§ TASK STATEMENT: Return, exactly, the line that contains "the blue wooden" together with all lines after it to the end of the entries, and no further lines.

§ EXERCISE MATERIAL:

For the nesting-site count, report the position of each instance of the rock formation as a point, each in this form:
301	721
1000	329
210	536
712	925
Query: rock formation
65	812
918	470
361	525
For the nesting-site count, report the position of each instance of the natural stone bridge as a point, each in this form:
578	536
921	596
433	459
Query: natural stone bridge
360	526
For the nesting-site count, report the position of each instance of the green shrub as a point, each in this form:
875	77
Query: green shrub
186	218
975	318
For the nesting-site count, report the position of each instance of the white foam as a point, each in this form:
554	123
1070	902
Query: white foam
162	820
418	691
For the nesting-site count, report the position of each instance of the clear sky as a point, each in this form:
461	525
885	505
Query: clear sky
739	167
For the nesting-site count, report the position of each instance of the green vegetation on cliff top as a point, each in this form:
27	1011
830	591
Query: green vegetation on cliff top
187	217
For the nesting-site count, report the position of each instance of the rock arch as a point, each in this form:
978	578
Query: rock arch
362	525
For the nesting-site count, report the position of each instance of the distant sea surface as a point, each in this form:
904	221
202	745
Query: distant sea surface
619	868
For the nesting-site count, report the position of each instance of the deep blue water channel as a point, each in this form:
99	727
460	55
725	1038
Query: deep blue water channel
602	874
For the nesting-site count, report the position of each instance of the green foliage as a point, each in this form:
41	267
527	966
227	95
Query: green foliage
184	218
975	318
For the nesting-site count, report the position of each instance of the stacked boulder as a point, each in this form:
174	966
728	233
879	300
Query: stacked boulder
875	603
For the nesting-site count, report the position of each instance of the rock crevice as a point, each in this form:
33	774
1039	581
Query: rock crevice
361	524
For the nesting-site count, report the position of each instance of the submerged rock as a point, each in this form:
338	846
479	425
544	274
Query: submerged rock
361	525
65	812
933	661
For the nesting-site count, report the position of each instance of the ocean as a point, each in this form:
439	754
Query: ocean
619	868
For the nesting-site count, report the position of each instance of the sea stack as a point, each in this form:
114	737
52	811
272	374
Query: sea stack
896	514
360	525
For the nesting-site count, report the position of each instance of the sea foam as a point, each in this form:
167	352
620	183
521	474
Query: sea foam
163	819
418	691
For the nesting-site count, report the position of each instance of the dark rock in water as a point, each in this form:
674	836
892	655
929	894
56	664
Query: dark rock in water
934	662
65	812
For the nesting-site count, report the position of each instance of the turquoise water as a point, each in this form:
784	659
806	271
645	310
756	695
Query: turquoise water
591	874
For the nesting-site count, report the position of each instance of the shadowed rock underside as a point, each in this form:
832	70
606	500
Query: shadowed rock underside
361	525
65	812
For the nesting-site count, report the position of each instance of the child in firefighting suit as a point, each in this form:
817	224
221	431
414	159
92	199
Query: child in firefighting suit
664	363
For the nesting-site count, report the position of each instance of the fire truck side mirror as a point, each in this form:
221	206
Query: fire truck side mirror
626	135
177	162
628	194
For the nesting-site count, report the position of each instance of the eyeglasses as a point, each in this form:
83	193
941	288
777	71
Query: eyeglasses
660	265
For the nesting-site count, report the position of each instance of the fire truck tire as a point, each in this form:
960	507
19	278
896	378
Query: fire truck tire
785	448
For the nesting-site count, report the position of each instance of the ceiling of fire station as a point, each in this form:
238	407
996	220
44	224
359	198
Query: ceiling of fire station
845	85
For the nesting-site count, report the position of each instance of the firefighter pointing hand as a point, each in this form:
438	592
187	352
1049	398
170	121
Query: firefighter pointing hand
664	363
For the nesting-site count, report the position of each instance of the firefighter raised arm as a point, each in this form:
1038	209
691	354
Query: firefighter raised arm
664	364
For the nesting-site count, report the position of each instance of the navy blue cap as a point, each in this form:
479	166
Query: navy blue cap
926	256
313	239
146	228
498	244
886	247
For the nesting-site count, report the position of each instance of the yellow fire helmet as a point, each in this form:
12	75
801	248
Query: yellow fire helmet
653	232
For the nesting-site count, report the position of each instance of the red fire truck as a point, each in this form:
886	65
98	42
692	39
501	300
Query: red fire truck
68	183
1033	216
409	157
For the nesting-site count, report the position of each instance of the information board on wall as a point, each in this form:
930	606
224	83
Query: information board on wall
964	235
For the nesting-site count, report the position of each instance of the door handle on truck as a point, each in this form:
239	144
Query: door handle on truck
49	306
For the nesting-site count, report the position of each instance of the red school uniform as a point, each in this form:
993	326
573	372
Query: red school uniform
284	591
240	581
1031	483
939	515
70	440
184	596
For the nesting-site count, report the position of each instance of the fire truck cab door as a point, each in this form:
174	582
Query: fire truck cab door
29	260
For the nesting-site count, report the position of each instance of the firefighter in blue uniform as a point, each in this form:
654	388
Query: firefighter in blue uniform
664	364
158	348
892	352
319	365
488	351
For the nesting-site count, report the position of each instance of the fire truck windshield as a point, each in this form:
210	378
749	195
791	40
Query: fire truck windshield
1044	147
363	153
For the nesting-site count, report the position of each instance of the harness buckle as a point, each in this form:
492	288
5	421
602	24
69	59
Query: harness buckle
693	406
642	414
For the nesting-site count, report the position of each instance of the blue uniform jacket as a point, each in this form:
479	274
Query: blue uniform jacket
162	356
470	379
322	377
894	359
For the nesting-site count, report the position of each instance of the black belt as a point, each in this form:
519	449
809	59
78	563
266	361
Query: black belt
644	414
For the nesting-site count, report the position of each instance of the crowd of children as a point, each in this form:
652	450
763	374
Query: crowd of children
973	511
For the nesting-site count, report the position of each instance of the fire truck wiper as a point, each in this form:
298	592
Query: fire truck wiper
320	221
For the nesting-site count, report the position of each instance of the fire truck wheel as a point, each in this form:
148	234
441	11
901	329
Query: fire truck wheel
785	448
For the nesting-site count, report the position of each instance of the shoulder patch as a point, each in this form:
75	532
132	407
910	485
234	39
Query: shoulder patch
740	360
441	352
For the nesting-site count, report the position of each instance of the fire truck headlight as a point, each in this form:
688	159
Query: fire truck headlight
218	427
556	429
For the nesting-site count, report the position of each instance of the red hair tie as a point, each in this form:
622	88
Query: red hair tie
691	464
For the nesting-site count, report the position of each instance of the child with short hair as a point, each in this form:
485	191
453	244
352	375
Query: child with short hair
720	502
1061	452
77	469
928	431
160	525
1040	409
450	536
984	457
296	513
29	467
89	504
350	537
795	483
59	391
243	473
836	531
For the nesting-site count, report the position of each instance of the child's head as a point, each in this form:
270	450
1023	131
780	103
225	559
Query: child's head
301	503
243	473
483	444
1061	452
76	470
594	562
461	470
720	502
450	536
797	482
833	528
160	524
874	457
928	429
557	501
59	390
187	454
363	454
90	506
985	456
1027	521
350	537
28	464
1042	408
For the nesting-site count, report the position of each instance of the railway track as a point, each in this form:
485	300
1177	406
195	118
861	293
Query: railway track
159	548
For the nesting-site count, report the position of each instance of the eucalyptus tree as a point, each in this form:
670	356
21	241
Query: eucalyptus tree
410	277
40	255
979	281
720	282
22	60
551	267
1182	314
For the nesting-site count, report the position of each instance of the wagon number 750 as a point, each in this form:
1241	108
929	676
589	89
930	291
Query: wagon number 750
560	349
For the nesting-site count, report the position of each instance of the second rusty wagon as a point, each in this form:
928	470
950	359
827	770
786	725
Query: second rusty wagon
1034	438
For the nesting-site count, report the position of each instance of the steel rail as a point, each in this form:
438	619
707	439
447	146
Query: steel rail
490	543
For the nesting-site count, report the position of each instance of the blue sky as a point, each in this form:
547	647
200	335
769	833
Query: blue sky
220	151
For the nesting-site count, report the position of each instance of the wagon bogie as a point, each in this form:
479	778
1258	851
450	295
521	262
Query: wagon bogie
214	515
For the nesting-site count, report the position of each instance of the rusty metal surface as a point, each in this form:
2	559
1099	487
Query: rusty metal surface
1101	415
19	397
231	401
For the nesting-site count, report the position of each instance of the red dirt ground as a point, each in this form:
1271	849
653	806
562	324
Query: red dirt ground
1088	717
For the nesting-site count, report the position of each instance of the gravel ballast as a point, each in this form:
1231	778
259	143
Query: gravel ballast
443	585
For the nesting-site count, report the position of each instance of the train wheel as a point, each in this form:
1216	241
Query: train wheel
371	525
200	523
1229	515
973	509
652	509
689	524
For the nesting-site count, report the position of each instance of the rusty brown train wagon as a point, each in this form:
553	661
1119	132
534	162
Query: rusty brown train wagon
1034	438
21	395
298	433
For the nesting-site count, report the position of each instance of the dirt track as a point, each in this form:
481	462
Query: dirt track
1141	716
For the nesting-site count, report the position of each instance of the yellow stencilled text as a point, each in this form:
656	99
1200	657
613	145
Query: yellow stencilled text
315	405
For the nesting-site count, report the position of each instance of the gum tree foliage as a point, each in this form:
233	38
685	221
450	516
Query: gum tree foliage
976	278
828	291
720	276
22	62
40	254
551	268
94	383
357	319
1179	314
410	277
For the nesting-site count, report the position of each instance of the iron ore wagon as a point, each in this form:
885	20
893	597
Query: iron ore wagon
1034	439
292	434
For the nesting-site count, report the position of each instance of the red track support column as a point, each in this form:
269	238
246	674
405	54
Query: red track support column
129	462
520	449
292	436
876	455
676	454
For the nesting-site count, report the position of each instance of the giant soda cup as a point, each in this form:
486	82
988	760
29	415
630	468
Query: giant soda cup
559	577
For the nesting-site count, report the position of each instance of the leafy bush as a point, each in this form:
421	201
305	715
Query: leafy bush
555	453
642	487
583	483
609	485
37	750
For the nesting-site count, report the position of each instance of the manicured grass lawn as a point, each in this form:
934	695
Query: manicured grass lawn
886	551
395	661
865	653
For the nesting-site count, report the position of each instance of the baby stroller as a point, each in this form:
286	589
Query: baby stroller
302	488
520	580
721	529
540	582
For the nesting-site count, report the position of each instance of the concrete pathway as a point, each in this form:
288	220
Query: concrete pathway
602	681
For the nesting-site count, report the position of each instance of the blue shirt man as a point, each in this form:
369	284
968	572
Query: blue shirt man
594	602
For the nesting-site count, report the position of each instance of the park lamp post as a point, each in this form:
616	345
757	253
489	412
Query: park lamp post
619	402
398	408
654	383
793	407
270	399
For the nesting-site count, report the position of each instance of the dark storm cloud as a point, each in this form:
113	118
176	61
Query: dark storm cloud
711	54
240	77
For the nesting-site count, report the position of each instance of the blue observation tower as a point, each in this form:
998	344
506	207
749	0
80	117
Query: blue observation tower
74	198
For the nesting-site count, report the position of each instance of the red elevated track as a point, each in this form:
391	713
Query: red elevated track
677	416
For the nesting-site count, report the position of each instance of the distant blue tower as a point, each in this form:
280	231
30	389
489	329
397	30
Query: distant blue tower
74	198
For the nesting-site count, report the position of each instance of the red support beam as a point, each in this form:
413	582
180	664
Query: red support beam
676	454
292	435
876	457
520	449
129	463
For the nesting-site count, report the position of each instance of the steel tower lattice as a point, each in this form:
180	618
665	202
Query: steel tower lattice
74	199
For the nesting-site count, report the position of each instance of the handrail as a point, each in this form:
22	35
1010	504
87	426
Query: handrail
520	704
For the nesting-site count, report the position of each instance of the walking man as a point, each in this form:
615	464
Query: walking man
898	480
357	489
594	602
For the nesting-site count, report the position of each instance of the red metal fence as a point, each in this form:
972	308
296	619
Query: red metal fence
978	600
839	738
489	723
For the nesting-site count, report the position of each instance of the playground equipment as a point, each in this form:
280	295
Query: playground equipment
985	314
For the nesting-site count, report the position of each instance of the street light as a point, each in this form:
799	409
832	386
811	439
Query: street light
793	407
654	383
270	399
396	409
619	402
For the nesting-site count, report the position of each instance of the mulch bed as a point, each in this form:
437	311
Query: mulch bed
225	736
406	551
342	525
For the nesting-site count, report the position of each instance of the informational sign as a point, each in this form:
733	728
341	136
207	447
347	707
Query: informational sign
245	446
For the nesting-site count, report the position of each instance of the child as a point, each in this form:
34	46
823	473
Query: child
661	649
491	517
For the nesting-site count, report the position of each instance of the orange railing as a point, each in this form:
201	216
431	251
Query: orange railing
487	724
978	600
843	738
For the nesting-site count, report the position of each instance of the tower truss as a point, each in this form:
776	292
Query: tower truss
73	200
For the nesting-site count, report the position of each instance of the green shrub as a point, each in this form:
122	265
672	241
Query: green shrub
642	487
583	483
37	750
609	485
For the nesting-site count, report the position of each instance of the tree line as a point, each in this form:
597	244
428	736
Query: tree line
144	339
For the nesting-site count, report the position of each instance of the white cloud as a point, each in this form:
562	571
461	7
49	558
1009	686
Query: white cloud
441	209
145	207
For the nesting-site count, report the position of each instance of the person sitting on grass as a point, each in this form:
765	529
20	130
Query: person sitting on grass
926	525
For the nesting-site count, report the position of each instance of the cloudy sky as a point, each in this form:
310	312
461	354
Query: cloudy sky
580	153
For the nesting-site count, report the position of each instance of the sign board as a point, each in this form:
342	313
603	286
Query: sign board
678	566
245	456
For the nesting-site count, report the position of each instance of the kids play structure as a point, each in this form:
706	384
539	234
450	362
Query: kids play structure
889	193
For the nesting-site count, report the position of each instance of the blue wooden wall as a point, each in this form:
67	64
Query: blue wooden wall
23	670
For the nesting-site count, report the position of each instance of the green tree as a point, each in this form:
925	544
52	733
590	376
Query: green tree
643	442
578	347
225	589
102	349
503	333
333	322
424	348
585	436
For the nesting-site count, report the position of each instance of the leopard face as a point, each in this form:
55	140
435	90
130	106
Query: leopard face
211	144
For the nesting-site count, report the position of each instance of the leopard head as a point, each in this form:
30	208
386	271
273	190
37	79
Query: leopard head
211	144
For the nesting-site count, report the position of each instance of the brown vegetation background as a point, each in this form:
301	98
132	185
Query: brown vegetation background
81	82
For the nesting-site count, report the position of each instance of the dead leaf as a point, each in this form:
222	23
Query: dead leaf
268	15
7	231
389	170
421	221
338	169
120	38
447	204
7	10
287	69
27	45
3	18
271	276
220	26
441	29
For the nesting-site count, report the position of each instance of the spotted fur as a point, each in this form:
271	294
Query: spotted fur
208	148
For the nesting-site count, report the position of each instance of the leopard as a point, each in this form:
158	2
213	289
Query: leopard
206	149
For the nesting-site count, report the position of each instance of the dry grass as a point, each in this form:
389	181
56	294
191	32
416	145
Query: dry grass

§ TASK RESPONSE:
For the nesting-site count, report the position of each instance of the blue wooden wall as a point, each in this form:
67	64
Query: blue wooden wall
23	670
For the nesting-site count, report the position of each instance of the green tree as a point, each in this form:
925	544
52	733
590	376
Query: green tree
643	442
578	347
225	589
102	349
503	333
333	322
424	348
585	436
For the nesting-site count, report the position of each instance of the leopard face as a point, each in this form:
55	140
435	90
130	106
Query: leopard face
211	144
For the nesting-site count, report the position of each instance of the leopard head as a point, each in this form:
30	208
386	271
273	190
37	79
Query: leopard head
211	144
For the nesting-site count, report the position of each instance of the brown vegetation background as a point, each in this form:
301	98
132	185
Query: brown vegetation background
81	82
For the nesting-site count, report the position of each instance of the dead leaf as a point, each in this form:
222	23
Query: dead leaf
268	15
7	231
389	170
421	221
338	169
120	38
447	204
7	10
287	69
27	45
3	18
271	276
220	26
441	29
For the nesting-site count, report the position of each instance of the spotted fur as a point, each in this form:
271	294
Query: spotted fur
208	148
For the nesting-site count, report the position of each instance of the leopard as a point, each in this form:
158	2
213	289
Query: leopard
206	149
For the nesting-site count, report the position of each instance of the dry grass as a point, each in this form:
389	181
56	294
191	32
416	145
Query: dry grass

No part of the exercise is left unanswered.